## Start GIVEN RECORDS

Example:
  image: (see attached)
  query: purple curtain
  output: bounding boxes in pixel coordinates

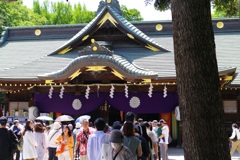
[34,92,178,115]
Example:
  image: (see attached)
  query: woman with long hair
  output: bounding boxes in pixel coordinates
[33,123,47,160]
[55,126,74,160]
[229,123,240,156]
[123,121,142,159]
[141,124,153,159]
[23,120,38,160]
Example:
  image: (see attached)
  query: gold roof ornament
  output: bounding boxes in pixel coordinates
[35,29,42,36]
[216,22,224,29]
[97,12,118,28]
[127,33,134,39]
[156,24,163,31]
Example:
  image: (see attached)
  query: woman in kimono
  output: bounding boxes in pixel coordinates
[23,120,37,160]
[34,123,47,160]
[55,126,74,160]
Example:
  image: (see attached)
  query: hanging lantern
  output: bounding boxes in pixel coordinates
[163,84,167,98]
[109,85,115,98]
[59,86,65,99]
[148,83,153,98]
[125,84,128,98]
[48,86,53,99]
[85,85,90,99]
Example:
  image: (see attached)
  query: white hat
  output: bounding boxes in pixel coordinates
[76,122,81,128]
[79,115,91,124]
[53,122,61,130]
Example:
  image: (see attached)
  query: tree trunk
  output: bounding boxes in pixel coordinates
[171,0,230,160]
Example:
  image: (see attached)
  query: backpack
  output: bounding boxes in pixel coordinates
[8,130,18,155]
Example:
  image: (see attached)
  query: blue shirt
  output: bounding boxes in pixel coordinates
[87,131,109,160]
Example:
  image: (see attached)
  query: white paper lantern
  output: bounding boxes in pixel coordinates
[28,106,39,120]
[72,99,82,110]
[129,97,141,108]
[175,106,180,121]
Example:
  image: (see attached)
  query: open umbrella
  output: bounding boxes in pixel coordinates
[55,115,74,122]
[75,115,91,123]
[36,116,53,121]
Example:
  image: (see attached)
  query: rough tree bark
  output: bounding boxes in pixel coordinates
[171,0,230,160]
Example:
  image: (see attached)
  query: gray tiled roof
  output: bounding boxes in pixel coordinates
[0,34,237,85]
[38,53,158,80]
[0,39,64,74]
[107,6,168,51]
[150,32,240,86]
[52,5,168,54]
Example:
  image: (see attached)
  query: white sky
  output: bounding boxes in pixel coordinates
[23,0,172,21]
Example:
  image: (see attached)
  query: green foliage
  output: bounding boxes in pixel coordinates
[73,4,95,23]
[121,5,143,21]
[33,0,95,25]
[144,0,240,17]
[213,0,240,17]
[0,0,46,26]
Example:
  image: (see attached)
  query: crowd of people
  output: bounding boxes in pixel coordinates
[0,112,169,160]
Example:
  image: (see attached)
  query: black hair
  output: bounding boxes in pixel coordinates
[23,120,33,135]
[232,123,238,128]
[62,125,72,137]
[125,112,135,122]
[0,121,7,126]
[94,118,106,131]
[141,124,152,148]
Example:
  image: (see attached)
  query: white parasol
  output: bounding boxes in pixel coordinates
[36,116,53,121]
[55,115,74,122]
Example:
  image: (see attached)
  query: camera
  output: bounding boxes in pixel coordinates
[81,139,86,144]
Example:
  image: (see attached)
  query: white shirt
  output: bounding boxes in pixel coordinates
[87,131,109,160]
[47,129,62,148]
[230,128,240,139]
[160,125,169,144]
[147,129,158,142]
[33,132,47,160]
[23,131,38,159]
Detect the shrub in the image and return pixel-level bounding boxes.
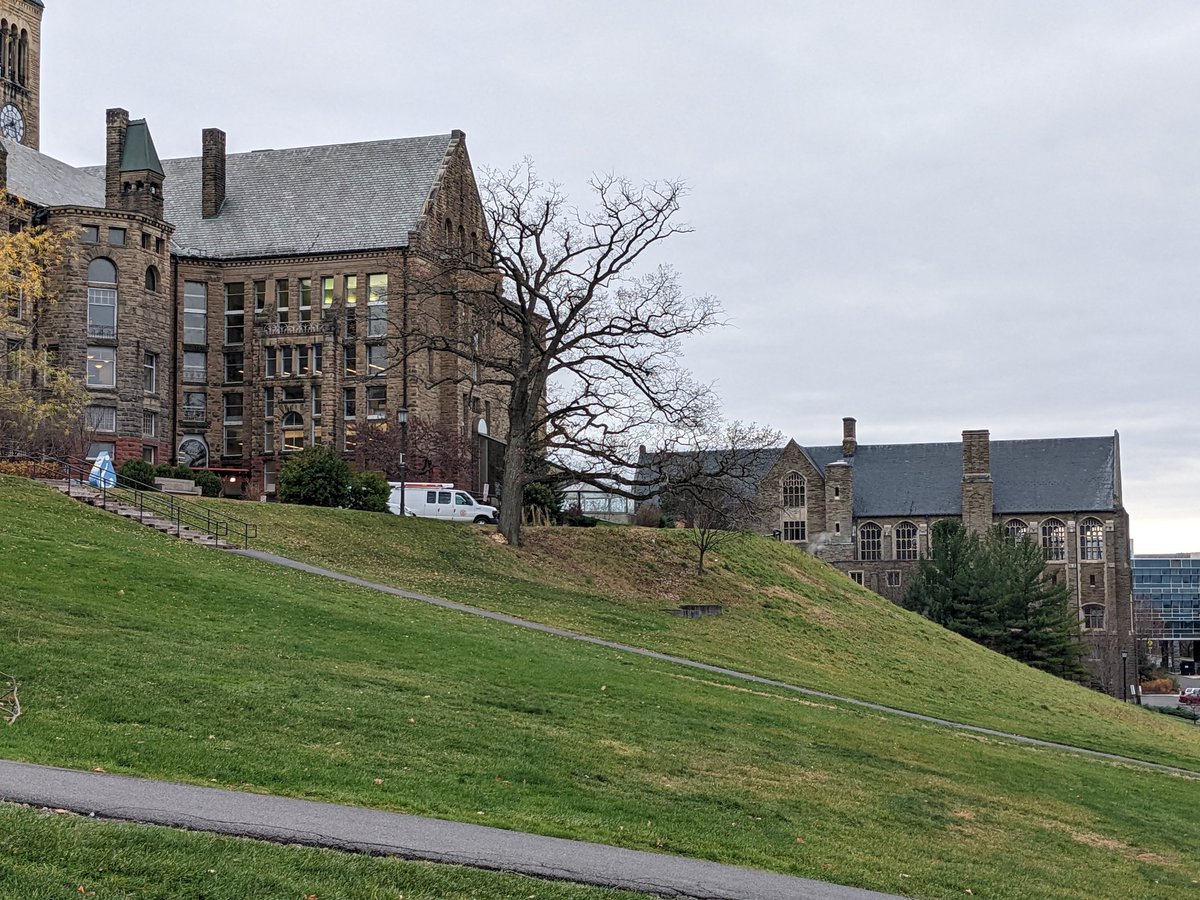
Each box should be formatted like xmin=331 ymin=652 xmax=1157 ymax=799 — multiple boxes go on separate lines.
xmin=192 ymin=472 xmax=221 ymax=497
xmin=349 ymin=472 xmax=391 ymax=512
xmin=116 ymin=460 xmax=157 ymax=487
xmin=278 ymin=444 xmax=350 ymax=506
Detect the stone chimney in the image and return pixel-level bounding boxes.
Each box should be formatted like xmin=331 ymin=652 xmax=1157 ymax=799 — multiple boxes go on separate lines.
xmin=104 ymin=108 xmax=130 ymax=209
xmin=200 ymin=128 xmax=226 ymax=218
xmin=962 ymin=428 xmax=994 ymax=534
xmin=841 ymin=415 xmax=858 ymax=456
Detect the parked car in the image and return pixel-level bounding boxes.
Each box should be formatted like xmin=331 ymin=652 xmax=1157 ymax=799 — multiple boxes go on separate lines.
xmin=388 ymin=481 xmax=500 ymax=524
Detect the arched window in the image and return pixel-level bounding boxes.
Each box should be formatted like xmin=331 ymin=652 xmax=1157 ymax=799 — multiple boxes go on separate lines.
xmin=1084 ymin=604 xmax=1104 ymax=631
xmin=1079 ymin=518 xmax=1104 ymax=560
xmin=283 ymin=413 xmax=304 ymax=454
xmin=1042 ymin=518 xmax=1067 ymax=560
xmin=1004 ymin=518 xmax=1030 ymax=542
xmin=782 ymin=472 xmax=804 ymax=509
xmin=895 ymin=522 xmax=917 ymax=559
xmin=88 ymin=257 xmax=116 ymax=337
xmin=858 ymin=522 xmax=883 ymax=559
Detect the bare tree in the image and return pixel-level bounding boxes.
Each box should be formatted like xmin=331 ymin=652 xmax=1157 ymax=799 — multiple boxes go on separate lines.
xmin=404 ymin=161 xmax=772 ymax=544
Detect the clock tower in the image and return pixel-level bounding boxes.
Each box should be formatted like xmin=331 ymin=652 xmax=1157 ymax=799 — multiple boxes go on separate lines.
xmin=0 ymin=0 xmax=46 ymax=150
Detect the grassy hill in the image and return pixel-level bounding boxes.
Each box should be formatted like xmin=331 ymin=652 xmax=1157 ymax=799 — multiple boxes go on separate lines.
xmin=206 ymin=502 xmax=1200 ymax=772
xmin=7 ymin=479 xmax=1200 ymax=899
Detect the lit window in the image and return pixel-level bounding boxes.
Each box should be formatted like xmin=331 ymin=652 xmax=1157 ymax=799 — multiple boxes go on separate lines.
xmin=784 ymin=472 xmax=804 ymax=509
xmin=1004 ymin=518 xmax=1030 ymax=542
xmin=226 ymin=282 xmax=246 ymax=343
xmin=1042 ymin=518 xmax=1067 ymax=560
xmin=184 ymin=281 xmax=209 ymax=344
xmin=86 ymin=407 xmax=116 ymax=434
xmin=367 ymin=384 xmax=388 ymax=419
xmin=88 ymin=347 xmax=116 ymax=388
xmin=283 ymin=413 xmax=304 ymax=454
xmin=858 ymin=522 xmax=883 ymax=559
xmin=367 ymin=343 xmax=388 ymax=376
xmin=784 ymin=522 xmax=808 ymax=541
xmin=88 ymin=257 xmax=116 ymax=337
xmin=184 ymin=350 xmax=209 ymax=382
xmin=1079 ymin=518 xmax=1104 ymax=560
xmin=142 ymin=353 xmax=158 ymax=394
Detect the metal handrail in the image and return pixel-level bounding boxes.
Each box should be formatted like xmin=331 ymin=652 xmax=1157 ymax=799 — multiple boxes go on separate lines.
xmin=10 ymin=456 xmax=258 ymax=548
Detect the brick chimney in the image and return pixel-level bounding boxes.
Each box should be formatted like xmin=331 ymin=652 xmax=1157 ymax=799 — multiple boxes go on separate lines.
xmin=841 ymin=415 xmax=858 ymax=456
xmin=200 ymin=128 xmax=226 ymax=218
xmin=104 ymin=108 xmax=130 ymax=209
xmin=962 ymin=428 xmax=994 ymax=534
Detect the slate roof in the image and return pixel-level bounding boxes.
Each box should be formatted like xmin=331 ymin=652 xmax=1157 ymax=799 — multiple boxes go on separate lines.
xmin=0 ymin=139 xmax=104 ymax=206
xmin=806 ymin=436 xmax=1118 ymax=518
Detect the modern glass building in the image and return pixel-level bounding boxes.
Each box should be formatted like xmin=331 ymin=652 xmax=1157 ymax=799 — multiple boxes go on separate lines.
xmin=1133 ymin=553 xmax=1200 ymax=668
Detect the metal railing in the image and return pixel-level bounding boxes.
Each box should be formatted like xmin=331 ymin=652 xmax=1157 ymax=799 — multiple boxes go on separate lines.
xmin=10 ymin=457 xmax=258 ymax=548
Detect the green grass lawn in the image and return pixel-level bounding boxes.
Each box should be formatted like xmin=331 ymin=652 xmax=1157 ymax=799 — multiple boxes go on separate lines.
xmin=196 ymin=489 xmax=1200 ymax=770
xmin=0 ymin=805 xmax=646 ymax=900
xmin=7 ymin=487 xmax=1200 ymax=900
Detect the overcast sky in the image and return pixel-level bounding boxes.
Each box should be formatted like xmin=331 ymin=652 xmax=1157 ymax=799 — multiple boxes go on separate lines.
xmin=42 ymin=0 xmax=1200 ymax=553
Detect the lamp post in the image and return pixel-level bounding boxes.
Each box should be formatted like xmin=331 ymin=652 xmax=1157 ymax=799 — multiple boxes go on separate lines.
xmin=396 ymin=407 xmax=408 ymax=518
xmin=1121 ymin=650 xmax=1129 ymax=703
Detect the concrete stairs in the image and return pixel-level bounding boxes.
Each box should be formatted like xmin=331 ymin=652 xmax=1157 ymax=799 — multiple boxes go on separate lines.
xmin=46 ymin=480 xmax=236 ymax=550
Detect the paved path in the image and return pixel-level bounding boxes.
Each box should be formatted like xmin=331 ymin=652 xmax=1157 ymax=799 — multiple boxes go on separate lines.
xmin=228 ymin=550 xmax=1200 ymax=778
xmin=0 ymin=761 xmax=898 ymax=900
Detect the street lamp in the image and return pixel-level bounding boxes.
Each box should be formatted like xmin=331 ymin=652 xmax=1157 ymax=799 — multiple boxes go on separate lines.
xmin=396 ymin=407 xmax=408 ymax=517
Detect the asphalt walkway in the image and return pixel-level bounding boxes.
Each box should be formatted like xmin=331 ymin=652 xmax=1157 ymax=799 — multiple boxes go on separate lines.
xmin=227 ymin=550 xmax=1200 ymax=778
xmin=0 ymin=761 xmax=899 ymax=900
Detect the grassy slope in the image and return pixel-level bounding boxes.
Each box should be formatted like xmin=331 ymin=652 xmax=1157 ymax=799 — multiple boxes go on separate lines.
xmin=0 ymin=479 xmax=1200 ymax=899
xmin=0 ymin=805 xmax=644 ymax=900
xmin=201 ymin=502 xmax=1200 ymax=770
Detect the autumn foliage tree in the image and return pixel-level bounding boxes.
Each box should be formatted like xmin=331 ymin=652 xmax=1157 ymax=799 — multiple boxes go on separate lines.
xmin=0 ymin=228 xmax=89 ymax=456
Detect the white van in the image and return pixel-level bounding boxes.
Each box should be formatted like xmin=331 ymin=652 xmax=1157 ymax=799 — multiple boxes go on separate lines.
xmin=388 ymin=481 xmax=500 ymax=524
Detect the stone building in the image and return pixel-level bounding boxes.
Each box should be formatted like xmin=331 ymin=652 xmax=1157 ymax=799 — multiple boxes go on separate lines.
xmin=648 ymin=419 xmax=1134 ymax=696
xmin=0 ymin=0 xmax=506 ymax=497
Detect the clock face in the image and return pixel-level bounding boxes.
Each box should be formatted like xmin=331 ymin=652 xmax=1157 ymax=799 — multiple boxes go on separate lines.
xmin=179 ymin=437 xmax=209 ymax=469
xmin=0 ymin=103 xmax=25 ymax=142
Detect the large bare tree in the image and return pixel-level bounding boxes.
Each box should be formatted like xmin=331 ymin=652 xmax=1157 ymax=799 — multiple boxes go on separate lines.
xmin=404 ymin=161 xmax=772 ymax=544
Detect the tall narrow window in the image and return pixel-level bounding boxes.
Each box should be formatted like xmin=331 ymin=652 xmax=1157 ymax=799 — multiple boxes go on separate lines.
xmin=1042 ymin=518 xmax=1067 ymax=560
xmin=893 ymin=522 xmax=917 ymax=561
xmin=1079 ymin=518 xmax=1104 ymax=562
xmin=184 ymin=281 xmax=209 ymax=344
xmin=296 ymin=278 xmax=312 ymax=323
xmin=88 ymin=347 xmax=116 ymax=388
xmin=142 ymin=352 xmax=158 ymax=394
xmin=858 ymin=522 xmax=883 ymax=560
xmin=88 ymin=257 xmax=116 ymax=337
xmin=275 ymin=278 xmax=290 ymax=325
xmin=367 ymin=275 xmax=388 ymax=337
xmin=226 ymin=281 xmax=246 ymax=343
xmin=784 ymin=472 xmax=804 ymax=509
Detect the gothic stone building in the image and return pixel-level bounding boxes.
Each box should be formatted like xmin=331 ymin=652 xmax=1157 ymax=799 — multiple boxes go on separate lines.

## End GIVEN RECORDS

Find every line above that contains the word "window", and copy each one in full.

» ANSWER FOR THIS EXERCISE:
Detect the arched window in the image and return pixel-level bounding boxes.
Detect the lit window in the image and return pixel-level bounding boxes.
Detect the tall narrow window in the image and return pixel-level bounding boxes.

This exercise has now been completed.